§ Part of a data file
-- start --
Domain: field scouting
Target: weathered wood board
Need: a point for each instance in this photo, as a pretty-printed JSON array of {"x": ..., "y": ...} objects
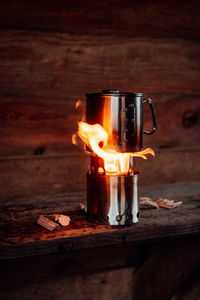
[
  {"x": 21, "y": 239},
  {"x": 128, "y": 18},
  {"x": 59, "y": 64}
]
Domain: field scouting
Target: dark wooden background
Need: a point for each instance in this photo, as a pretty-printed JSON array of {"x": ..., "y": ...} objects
[{"x": 53, "y": 52}]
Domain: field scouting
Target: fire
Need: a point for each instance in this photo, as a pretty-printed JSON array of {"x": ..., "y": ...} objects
[{"x": 115, "y": 163}]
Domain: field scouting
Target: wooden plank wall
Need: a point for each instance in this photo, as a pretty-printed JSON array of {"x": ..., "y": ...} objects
[{"x": 53, "y": 52}]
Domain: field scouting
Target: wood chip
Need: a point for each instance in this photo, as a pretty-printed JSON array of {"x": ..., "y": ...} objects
-- end --
Rewrite the records above with "field scouting" swapped for "site survey" wherever it occurs, keeping everything else the same and omitting the pictures.

§ Output below
Domain: site survey
Target: weathered wood board
Need: a point for each instance in this photo, as a pretty-printed JSON array of {"x": ..., "y": ...} objects
[
  {"x": 21, "y": 239},
  {"x": 128, "y": 18},
  {"x": 59, "y": 64}
]
Domain: site survey
Target: dark wooden background
Need: a point for each instance in this photo, as a pretty-printed JSON array of {"x": ..., "y": ...} objects
[{"x": 53, "y": 52}]
Domain: site survey
Target: fire
Need: a point for each instance in this photo, as a pretty-printed JSON array of {"x": ..., "y": ...} objects
[{"x": 115, "y": 163}]
Domain: site survey
Target: wooden plank wall
Need: a point for each instance in this photo, as a pretty-printed JSON array of {"x": ..., "y": ...} objects
[{"x": 53, "y": 52}]
Domain: site survey
Target: wood chip
Need: a point for each instance in this photo, as a pretty-printed JSON array of {"x": ..., "y": ...} objects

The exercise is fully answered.